Lines pointing to named objects:

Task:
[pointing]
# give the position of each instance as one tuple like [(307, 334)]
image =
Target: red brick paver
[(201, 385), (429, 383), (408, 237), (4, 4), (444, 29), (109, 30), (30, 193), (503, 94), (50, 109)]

* Exercise directions
Rescale the lines above by writing all of them out again, and multiply every coordinate in the answers by 1.5, rounding to whole numbers with halves going up. Leave every other number, including the sample tuple, unchanged.

* Exercise answer
Task:
[pointing]
# give the position of each instance as one tuple like [(307, 334)]
image =
Target: red brick paver
[(302, 578), (644, 575), (612, 356), (6, 6), (666, 44), (164, 45), (45, 290), (755, 141), (75, 164)]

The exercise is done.